>> Begin

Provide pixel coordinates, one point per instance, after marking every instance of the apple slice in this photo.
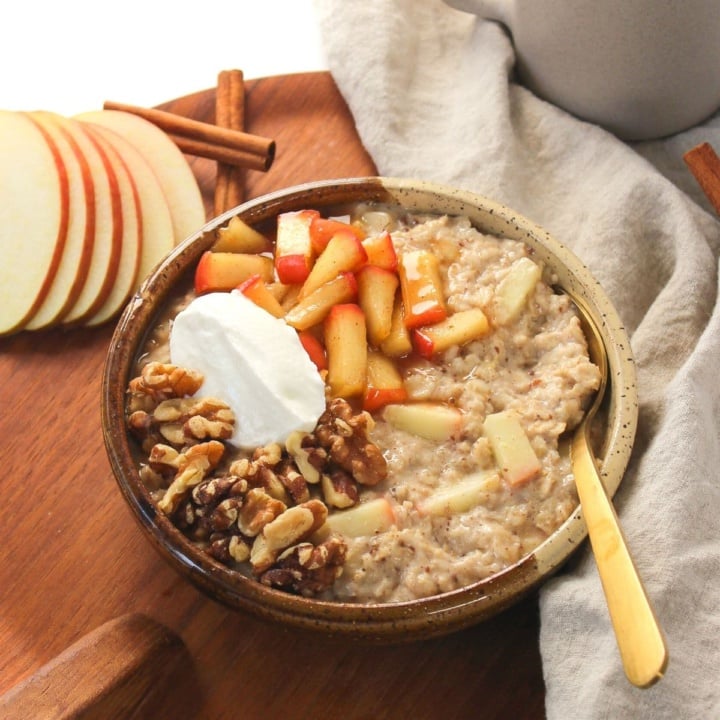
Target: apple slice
(77, 251)
(422, 288)
(381, 251)
(156, 223)
(457, 329)
(322, 229)
(109, 208)
(343, 253)
(256, 289)
(34, 189)
(511, 447)
(294, 253)
(346, 346)
(461, 496)
(218, 272)
(376, 295)
(398, 343)
(432, 421)
(132, 240)
(238, 236)
(178, 183)
(513, 291)
(384, 384)
(313, 308)
(369, 518)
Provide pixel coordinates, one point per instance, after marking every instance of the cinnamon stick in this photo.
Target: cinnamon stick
(229, 113)
(221, 153)
(704, 164)
(206, 136)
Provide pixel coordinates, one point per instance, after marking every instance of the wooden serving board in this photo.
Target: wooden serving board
(73, 558)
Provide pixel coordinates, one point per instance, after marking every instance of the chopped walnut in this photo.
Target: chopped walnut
(192, 466)
(229, 549)
(160, 381)
(183, 421)
(257, 511)
(289, 528)
(307, 569)
(260, 471)
(265, 508)
(345, 437)
(303, 457)
(293, 481)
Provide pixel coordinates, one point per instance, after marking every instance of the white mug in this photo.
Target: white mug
(640, 68)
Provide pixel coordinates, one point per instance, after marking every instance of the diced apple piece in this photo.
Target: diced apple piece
(457, 329)
(225, 271)
(343, 253)
(376, 296)
(256, 289)
(513, 291)
(461, 496)
(346, 345)
(381, 251)
(294, 255)
(384, 383)
(286, 294)
(398, 343)
(313, 308)
(511, 447)
(238, 236)
(322, 229)
(430, 420)
(368, 518)
(422, 288)
(314, 348)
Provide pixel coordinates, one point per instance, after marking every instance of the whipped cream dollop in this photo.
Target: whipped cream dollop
(252, 361)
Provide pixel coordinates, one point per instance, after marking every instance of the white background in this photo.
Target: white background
(69, 56)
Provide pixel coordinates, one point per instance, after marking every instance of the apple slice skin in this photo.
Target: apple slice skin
(132, 235)
(77, 252)
(156, 221)
(35, 191)
(346, 346)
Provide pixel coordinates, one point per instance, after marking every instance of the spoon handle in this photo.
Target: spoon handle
(639, 637)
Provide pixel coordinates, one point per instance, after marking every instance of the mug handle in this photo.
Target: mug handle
(488, 9)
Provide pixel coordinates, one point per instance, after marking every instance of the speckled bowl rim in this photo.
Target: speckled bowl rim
(387, 622)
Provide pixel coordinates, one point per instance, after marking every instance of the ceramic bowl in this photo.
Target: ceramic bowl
(388, 622)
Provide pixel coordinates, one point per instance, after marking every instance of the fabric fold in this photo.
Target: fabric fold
(432, 93)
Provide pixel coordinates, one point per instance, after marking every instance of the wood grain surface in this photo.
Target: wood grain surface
(73, 558)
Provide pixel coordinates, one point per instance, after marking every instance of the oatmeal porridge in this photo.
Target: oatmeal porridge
(450, 369)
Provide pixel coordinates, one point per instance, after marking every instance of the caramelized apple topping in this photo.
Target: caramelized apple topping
(161, 381)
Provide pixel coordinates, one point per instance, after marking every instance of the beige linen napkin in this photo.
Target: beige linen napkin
(432, 95)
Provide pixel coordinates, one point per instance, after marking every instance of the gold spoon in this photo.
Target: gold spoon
(640, 640)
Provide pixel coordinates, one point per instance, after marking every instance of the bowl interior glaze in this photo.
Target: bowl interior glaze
(389, 622)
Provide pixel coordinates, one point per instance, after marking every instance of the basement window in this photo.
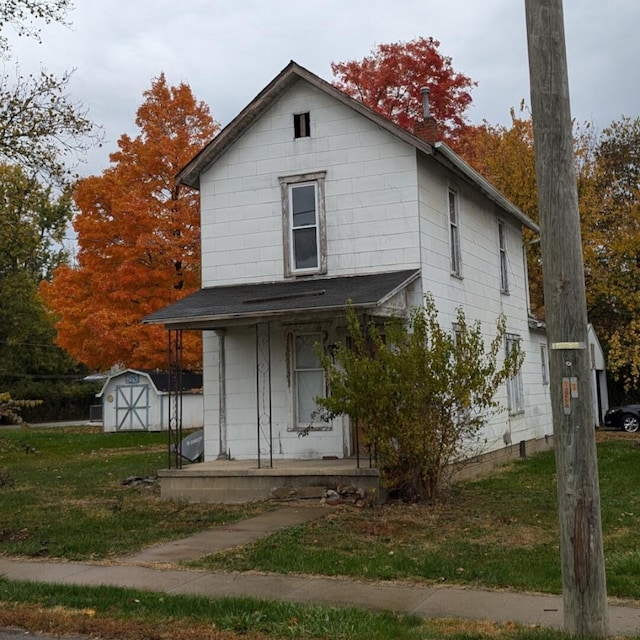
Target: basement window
(301, 125)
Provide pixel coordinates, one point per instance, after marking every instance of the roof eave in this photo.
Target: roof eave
(190, 174)
(443, 152)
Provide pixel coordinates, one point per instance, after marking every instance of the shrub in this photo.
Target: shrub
(420, 394)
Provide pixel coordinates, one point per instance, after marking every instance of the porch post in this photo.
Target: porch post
(223, 453)
(175, 397)
(263, 388)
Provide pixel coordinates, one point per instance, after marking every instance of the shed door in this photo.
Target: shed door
(132, 407)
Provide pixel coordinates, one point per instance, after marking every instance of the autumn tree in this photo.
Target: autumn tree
(41, 128)
(138, 237)
(611, 236)
(390, 78)
(32, 227)
(420, 393)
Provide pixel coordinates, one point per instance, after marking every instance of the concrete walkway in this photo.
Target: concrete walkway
(426, 601)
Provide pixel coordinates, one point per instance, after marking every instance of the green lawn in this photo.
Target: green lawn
(61, 495)
(131, 614)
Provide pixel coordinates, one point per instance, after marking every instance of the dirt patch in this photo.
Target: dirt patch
(61, 622)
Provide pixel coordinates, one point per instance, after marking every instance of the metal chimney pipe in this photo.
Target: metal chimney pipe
(425, 102)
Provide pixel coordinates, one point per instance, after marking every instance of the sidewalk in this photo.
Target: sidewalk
(426, 601)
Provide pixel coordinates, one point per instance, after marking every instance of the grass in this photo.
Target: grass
(62, 495)
(128, 613)
(496, 532)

>> End

# Stated goal
Arrange every line of the rows above into a Markdown table with the columns Number and Text, numbering the lines in order. Skip blank lines and leave out the pictures.

# Problem solution
| Number | Text |
|---|---|
| 1 | Provide pixel coordinates, one point per instance, after marking every instance of the apple slice in this photo. |
| 2 | Target: apple slice |
| 3 | (77, 251) |
| 4 | (422, 288) |
| 5 | (381, 251) |
| 6 | (156, 223) |
| 7 | (457, 329) |
| 8 | (322, 229) |
| 9 | (109, 208) |
| 10 | (343, 253) |
| 11 | (256, 289) |
| 12 | (34, 189) |
| 13 | (511, 447) |
| 14 | (294, 253) |
| 15 | (346, 346) |
| 16 | (461, 496) |
| 17 | (218, 272) |
| 18 | (376, 295) |
| 19 | (398, 343) |
| 20 | (432, 421) |
| 21 | (132, 240) |
| 22 | (238, 236) |
| 23 | (178, 183) |
| 24 | (513, 291) |
| 25 | (384, 384) |
| 26 | (313, 308) |
| 27 | (369, 518) |
| 28 | Provide pixel coordinates, one point per instance, after marking every instance of the cinnamon stick in this photo. |
| 29 | Target: cinnamon stick |
| 30 | (229, 113) |
| 31 | (221, 153) |
| 32 | (704, 164) |
| 33 | (206, 136) |
| 34 | Provide pixel coordinates, one point per instance, after marking every instance of the wooden serving board in this photo. |
| 35 | Target: wooden serving board |
| 36 | (73, 558) |
| 37 | Provide pixel coordinates, one point per instance, after marking every instance of the chopped walnut in this photo. |
| 38 | Target: chopped walnut |
| 39 | (192, 466) |
| 40 | (229, 549) |
| 41 | (160, 381) |
| 42 | (183, 421) |
| 43 | (257, 511) |
| 44 | (289, 528) |
| 45 | (307, 569) |
| 46 | (260, 471) |
| 47 | (265, 508) |
| 48 | (345, 437) |
| 49 | (303, 457) |
| 50 | (293, 481) |
| 51 | Provide pixel coordinates, one point per instance, after marking every instance of the white mug in this photo. |
| 52 | Target: white mug |
| 53 | (640, 68) |
| 54 | Provide pixel coordinates, one point per instance, after marking every instance of the diced apple piece in this photo. |
| 55 | Target: diced apple piece |
| 56 | (457, 329) |
| 57 | (225, 271) |
| 58 | (343, 253) |
| 59 | (376, 296) |
| 60 | (256, 289) |
| 61 | (513, 291) |
| 62 | (461, 496) |
| 63 | (346, 345) |
| 64 | (381, 251) |
| 65 | (294, 255) |
| 66 | (384, 383) |
| 67 | (286, 294) |
| 68 | (398, 343) |
| 69 | (313, 308) |
| 70 | (511, 447) |
| 71 | (238, 236) |
| 72 | (322, 229) |
| 73 | (430, 420) |
| 74 | (368, 518) |
| 75 | (422, 288) |
| 76 | (314, 348) |
| 77 | Provide pixel coordinates, one point per instance, after marking every instance of the whipped cream dollop in this photo. |
| 78 | Target: whipped cream dollop |
| 79 | (252, 361) |
| 80 | Provide pixel coordinates, one point per instance, after marking every instance of the white background in this photo. |
| 81 | Target: white background |
| 82 | (69, 56) |
| 83 | Provide pixel coordinates, one point per instance, after marking every instance of the apple slice skin in this photo. |
| 84 | Target: apple slice skin |
| 85 | (132, 235) |
| 86 | (77, 252) |
| 87 | (156, 221) |
| 88 | (35, 191) |
| 89 | (346, 346) |
| 90 | Provide pixel coordinates, one point per instance, after marking every instance of the spoon handle in this photo. |
| 91 | Target: spoon handle |
| 92 | (639, 637) |
| 93 | Provide pixel coordinates, one point per instance, after marking every instance of the mug handle in this photo. |
| 94 | Target: mug handle |
| 95 | (488, 9) |
| 96 | Provide pixel coordinates, one point per instance, after marking every instance of the speckled bowl rim in this photo. |
| 97 | Target: speckled bowl rim |
| 98 | (387, 622) |
| 99 | Provide pixel coordinates, one point per instance, after marking every instance of the ceramic bowl in this photo. |
| 100 | Target: ceramic bowl |
| 101 | (388, 622) |
| 102 | Provide pixel coordinates, one point per instance, after marking every instance of the fabric fold in this photo. |
| 103 | Target: fabric fold |
| 104 | (432, 93) |
| 105 | Provide pixel coordinates, one point per instance, after marking every instance of the wood grain surface in this photo. |
| 106 | Target: wood grain surface |
| 107 | (73, 558) |
| 108 | Provide pixel coordinates, one point per instance, after marking every instance of the oatmeal porridge in this photo. |
| 109 | Target: oatmeal porridge |
| 110 | (450, 369) |
| 111 | Provide pixel coordinates, one point per instance, after marking every instance of the caramelized apple topping in this photo. |
| 112 | Target: caramelized apple topping |
| 113 | (161, 381) |
| 114 | Provide pixel coordinates, one point per instance, after marking every instance of the beige linen napkin in this photo. |
| 115 | Target: beige linen napkin |
| 116 | (432, 95) |
| 117 | Provide pixel coordinates, one point per instance, after marking every instance of the gold spoon in this photo. |
| 118 | Target: gold spoon |
| 119 | (640, 640) |
| 120 | Provide pixel coordinates, one point per instance, after marking every instance of the bowl interior glaze in this photo. |
| 121 | Target: bowl interior glaze |
| 122 | (389, 622) |
| 123 | Provide pixel coordinates, one point per instance, after marking every instance of the basement window in this photo. |
| 124 | Target: basement window |
| 125 | (301, 125) |
| 126 | Provide pixel coordinates, one point per instance, after marking every instance of the roof eave in this photo. |
| 127 | Target: roof eave |
| 128 | (190, 174) |
| 129 | (443, 152) |
| 130 | Provide pixel coordinates, one point per instance, after marking every instance of the shrub in this photo. |
| 131 | Target: shrub |
| 132 | (420, 394) |
| 133 | Provide pixel coordinates, one point per instance, after marking every instance of the porch post in this photo. |
| 134 | Target: porch post |
| 135 | (223, 453) |
| 136 | (175, 397) |
| 137 | (263, 388) |
| 138 | Provide pixel coordinates, one point per instance, after marking every instance of the shed door in this photo. |
| 139 | Target: shed door |
| 140 | (132, 407) |
| 141 | Provide pixel coordinates, one point per instance, after marking every instance of the autumn tree in this photo. |
| 142 | Target: autumn tree |
| 143 | (41, 128) |
| 144 | (138, 237) |
| 145 | (611, 236) |
| 146 | (390, 78) |
| 147 | (32, 227) |
| 148 | (420, 393) |
| 149 | Provide pixel coordinates, one point per instance, after marking every instance of the concrete walkway in this photo. |
| 150 | Target: concrete walkway |
| 151 | (426, 601) |
| 152 | Provide pixel coordinates, one point per instance, after marking every instance of the green lawn in this photo. |
| 153 | Target: green lawn |
| 154 | (61, 495) |
| 155 | (131, 614) |
| 156 | Provide pixel coordinates, one point per instance, after marking every instance of the dirt patch in this photo. |
| 157 | Target: dirt patch |
| 158 | (61, 622) |
| 159 | Provide pixel coordinates, one point per instance, after marking every instance of the metal chimney pipe in this photo. |
| 160 | Target: metal chimney pipe |
| 161 | (425, 102) |
| 162 | Provide pixel coordinates, one point per instance, after marking every instance of the sidewalk in this photo. |
| 163 | Target: sidewalk |
| 164 | (426, 601) |
| 165 | Provide pixel coordinates, one point per instance, after marking every instance of the grass in this photo. |
| 166 | Target: grass |
| 167 | (62, 495) |
| 168 | (128, 613) |
| 169 | (496, 532) |